* _Work to do_: State how many lines in the items below contain the string "wedge", with case counting, and reply with only that number.

* _Excerpted data_:
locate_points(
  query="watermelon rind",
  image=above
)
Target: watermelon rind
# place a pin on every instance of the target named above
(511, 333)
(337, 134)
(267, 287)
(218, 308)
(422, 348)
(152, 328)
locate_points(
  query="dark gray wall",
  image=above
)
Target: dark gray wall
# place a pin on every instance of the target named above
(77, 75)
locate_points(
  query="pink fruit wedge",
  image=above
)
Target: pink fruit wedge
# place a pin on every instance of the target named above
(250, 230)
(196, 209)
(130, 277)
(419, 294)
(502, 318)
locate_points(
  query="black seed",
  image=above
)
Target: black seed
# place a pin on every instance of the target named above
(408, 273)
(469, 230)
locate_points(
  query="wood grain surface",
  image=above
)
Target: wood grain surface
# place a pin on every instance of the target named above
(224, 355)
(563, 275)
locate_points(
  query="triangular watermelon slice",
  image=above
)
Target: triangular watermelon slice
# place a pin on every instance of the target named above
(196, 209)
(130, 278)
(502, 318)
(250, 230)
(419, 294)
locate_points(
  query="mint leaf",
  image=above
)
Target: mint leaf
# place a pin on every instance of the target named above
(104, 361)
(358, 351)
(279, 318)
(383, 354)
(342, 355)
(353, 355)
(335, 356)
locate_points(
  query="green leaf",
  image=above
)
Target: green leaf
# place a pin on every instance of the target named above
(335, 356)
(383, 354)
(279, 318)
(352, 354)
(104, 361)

==

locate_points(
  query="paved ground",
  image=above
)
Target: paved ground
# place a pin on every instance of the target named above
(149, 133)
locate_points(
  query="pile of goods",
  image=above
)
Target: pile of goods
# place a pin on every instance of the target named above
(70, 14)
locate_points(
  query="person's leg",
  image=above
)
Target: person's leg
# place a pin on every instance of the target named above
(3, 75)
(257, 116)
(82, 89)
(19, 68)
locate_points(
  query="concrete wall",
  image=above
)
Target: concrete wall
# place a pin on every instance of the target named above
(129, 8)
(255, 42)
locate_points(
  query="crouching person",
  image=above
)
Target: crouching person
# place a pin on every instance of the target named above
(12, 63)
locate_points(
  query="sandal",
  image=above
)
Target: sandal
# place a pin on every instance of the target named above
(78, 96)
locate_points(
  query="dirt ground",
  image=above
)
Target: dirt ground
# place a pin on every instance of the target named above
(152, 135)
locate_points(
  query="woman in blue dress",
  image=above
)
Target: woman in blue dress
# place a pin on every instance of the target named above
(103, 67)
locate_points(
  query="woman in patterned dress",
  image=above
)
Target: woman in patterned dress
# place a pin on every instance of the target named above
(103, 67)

* _Answer to this problem_: 2